# [Materials provided]

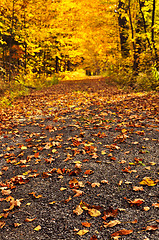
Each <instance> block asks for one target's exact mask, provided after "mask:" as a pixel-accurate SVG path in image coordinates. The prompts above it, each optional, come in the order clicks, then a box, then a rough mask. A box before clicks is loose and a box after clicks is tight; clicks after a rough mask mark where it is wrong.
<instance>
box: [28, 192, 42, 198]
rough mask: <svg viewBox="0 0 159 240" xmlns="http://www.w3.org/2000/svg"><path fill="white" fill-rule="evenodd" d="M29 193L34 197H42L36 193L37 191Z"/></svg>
mask: <svg viewBox="0 0 159 240" xmlns="http://www.w3.org/2000/svg"><path fill="white" fill-rule="evenodd" d="M29 194H32V195H33V197H35V198H40V197H42V195H38V196H36V195H35V192H31V193H29Z"/></svg>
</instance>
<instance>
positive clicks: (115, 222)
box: [104, 220, 121, 228]
mask: <svg viewBox="0 0 159 240" xmlns="http://www.w3.org/2000/svg"><path fill="white" fill-rule="evenodd" d="M120 223H121V222H120V221H119V220H113V221H110V222H108V223H106V222H104V227H105V228H107V227H114V226H116V225H117V224H120Z"/></svg>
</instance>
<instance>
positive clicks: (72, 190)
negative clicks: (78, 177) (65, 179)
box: [72, 189, 83, 197]
mask: <svg viewBox="0 0 159 240" xmlns="http://www.w3.org/2000/svg"><path fill="white" fill-rule="evenodd" d="M72 191H73V192H74V193H76V194H75V195H74V196H73V197H79V196H81V195H82V194H83V191H81V190H77V189H72Z"/></svg>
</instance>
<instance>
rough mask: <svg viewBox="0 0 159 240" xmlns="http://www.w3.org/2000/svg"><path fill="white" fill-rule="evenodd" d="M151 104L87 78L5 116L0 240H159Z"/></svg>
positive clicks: (0, 194)
mask: <svg viewBox="0 0 159 240" xmlns="http://www.w3.org/2000/svg"><path fill="white" fill-rule="evenodd" d="M158 103H159V97H158V95H155V94H152V93H149V94H146V93H130V92H127V93H125V92H122V91H120V90H118V89H116V88H115V87H113V86H112V87H110V86H108V85H107V84H106V83H105V80H104V79H100V80H97V79H91V81H90V80H83V81H75V82H72V81H69V82H61V83H60V84H58V85H56V86H53V87H52V88H50V89H47V90H43V91H33V92H32V93H31V94H30V96H27V97H23V98H21V99H19V100H17V101H16V102H15V103H14V105H13V106H12V107H11V108H10V109H6V110H2V111H1V115H0V118H1V123H0V133H1V137H0V162H1V165H0V190H1V191H0V216H1V219H0V228H1V232H0V239H2V240H6V239H7V240H8V239H9V240H24V239H25V240H35V239H38V240H39V239H40V240H44V239H45V240H46V239H50V240H51V239H56V240H57V239H58V240H59V239H66V240H70V239H73V240H74V239H91V240H95V239H111V238H112V239H117V238H116V236H120V239H123V240H124V239H128V240H132V239H134V240H135V239H139V240H143V239H145V240H146V239H152V240H156V239H159V230H158V227H159V218H158V207H159V193H158V186H159V185H158V184H159V147H158V145H159V144H158V143H159V124H158V123H159V111H158V110H159V106H158ZM36 227H37V228H36ZM123 229H125V230H123ZM81 230H82V231H81Z"/></svg>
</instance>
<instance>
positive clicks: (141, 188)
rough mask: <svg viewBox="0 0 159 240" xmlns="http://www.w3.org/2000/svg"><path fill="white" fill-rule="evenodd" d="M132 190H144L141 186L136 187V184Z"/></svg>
mask: <svg viewBox="0 0 159 240" xmlns="http://www.w3.org/2000/svg"><path fill="white" fill-rule="evenodd" d="M133 190H134V191H144V189H143V187H136V186H133Z"/></svg>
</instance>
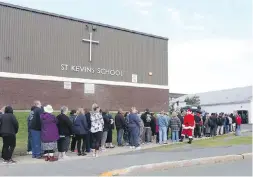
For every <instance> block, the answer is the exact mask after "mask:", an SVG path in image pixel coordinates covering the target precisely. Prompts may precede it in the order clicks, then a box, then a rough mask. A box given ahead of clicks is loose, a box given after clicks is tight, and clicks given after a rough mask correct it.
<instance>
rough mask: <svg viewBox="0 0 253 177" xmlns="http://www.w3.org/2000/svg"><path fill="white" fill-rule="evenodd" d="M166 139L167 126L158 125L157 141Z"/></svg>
mask: <svg viewBox="0 0 253 177" xmlns="http://www.w3.org/2000/svg"><path fill="white" fill-rule="evenodd" d="M166 141H167V127H159V143H160V144H162V143H166Z"/></svg>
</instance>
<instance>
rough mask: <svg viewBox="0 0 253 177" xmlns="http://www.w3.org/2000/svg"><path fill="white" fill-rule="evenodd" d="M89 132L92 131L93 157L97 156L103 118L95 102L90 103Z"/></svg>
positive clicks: (101, 133) (102, 128) (96, 104)
mask: <svg viewBox="0 0 253 177" xmlns="http://www.w3.org/2000/svg"><path fill="white" fill-rule="evenodd" d="M90 119H91V133H92V141H93V143H92V148H93V150H92V152H93V157H98V151H99V146H100V142H101V139H102V135H103V127H104V119H103V116H102V114H101V113H100V107H99V106H98V105H97V104H95V103H94V104H93V105H92V112H91V117H90Z"/></svg>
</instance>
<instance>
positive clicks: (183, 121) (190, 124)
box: [180, 109, 195, 144]
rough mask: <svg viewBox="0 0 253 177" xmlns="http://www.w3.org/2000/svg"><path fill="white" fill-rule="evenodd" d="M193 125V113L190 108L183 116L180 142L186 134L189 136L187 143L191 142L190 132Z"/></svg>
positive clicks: (182, 140)
mask: <svg viewBox="0 0 253 177" xmlns="http://www.w3.org/2000/svg"><path fill="white" fill-rule="evenodd" d="M194 127H195V120H194V115H193V113H192V111H191V110H190V109H188V110H187V112H186V115H185V116H184V121H183V125H182V129H183V130H182V134H181V140H180V141H181V142H183V141H184V138H185V136H186V135H187V136H188V138H189V142H188V143H189V144H191V143H192V133H193V130H194Z"/></svg>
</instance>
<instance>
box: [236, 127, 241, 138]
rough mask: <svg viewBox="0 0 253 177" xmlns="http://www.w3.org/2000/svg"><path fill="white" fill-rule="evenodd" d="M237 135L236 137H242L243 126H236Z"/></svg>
mask: <svg viewBox="0 0 253 177" xmlns="http://www.w3.org/2000/svg"><path fill="white" fill-rule="evenodd" d="M235 135H236V136H240V135H241V125H237V126H236V132H235Z"/></svg>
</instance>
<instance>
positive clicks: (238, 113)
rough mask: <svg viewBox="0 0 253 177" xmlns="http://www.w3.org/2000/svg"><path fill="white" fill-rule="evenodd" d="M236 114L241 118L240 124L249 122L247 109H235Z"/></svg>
mask: <svg viewBox="0 0 253 177" xmlns="http://www.w3.org/2000/svg"><path fill="white" fill-rule="evenodd" d="M237 112H238V114H239V115H240V116H241V118H242V124H248V123H249V113H248V111H247V110H237Z"/></svg>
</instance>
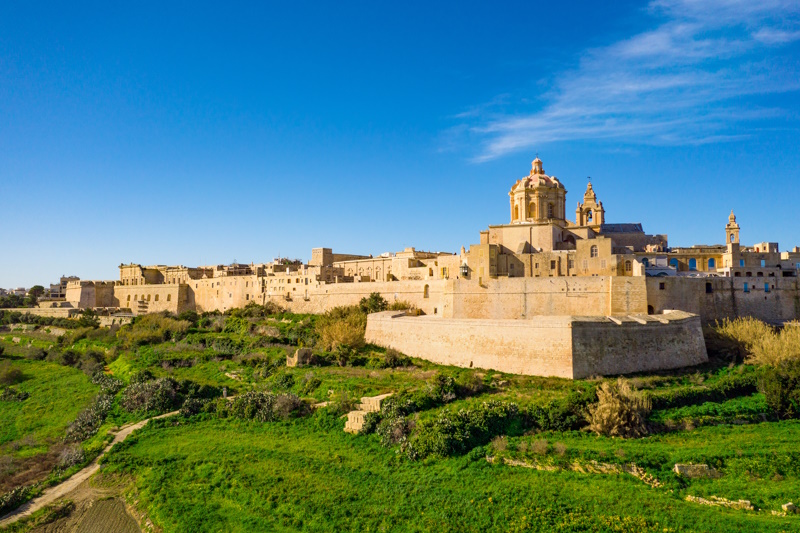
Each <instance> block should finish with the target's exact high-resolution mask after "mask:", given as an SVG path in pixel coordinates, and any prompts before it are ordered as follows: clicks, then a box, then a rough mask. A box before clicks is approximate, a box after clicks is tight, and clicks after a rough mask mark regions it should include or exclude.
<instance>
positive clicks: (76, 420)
mask: <svg viewBox="0 0 800 533" xmlns="http://www.w3.org/2000/svg"><path fill="white" fill-rule="evenodd" d="M113 403H114V397H113V396H111V395H110V394H105V393H101V394H98V395H97V396H96V397H95V399H94V401H93V402H92V404H91V405H90V406H89V407H87V408H86V409H84V410H83V411H81V412H80V413H78V416H77V417H76V418H75V420H74V421H73V422H72V423H71V424H70V425H69V426H68V427H67V433H66V436H65V437H64V441H65V442H81V441H84V440H86V439H88V438H89V437H91V436H93V435H94V434H95V433H97V430H98V429H99V428H100V426H101V425H102V424H103V421H104V420H105V419H106V416H107V415H108V412H109V411H110V410H111V406H112V405H113Z"/></svg>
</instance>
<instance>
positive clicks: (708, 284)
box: [647, 277, 800, 323]
mask: <svg viewBox="0 0 800 533" xmlns="http://www.w3.org/2000/svg"><path fill="white" fill-rule="evenodd" d="M745 283H747V292H745ZM765 285H768V286H769V289H768V290H767V289H766V287H765ZM647 304H648V306H649V308H650V311H652V312H653V313H661V312H663V311H664V310H668V309H680V310H682V311H687V312H689V313H695V314H697V315H700V318H701V320H702V321H703V323H713V322H714V321H717V320H722V319H724V318H735V317H737V316H753V317H755V318H758V319H760V320H764V321H766V322H786V321H789V320H798V319H800V290H798V278H783V277H780V278H778V277H719V278H717V277H707V278H677V277H661V278H647Z"/></svg>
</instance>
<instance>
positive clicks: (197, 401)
mask: <svg viewBox="0 0 800 533" xmlns="http://www.w3.org/2000/svg"><path fill="white" fill-rule="evenodd" d="M209 402H210V400H205V399H201V398H186V400H185V401H184V402H183V405H182V406H181V409H180V415H181V416H183V417H190V416H192V415H196V414H198V413H200V412H202V411H203V410H204V409H205V407H206V404H208V403H209Z"/></svg>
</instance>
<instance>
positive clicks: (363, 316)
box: [315, 306, 367, 350]
mask: <svg viewBox="0 0 800 533" xmlns="http://www.w3.org/2000/svg"><path fill="white" fill-rule="evenodd" d="M366 329H367V315H366V314H365V313H363V312H362V311H361V309H359V308H358V307H356V306H352V307H334V308H333V309H331V310H330V311H328V312H326V313H325V314H324V315H322V316H320V317H319V318H318V319H317V321H316V324H315V331H316V334H317V337H318V342H319V345H320V347H321V348H322V349H323V350H335V349H337V348H338V347H340V346H342V347H345V348H353V349H358V348H361V347H362V346H364V332H365V331H366Z"/></svg>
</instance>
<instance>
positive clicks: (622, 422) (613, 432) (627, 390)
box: [586, 378, 651, 437]
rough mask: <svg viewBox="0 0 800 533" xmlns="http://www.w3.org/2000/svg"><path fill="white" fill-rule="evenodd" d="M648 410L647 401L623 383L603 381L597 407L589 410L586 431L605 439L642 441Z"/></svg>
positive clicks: (650, 404)
mask: <svg viewBox="0 0 800 533" xmlns="http://www.w3.org/2000/svg"><path fill="white" fill-rule="evenodd" d="M650 409H651V404H650V400H649V399H648V398H647V397H645V396H644V395H643V394H641V393H640V392H639V391H637V390H635V389H634V388H633V387H631V385H630V383H629V382H628V381H627V380H626V379H623V378H618V379H617V380H616V382H609V381H606V382H603V384H602V385H600V388H598V389H597V403H595V404H592V405H590V406H589V408H588V412H587V414H586V420H587V422H589V428H588V429H589V430H590V431H593V432H595V433H596V434H598V435H604V436H606V437H643V436H644V435H647V424H646V420H647V415H649V414H650Z"/></svg>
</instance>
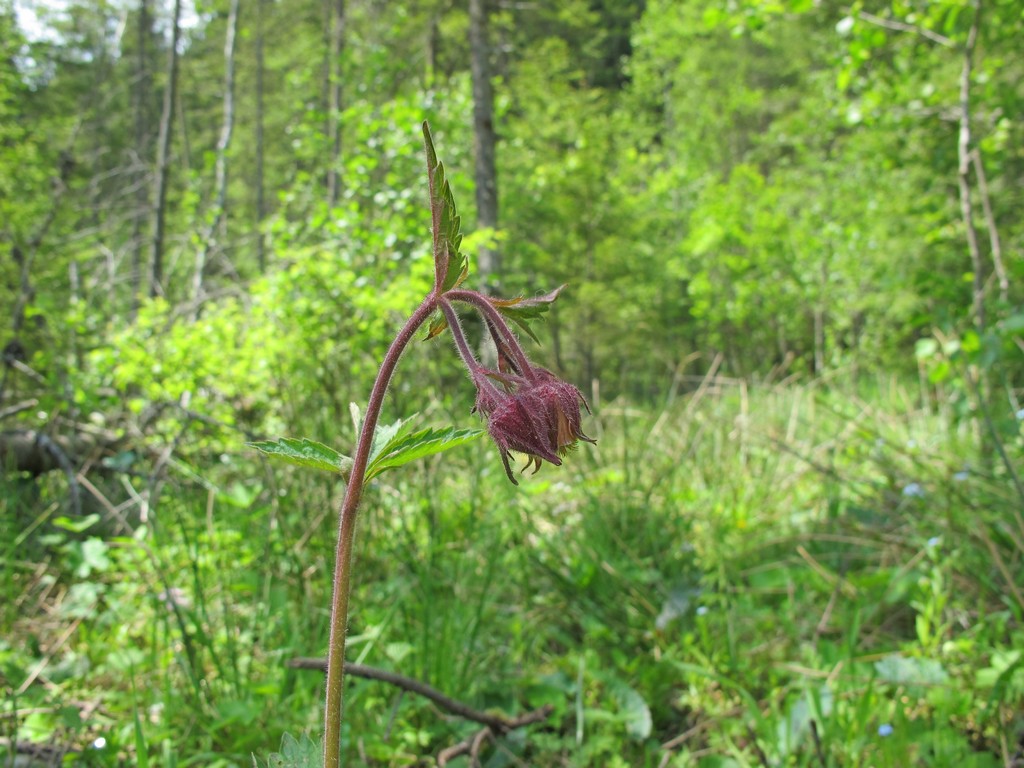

# [Instructions to follow]
Rewrite the lines from the start of the records through the line containing "box: [28, 192, 42, 198]", inclusive, changing "rough mask" to "coarse mask" and keeping everything else the same. Leave out the pictures.

# [Response to the task]
Each <instance> block asks for one target's exact mask, provided after "mask:" as a pixel-accurate SVG path in image coordinates. The prompts above it, each optional, come in the order clicks, then a box, then a coarse mask. A box before clicks is loose and a box after clicks is tight; clicks after a coarse mask mark where it is wrong.
<instance>
box: [28, 192, 42, 198]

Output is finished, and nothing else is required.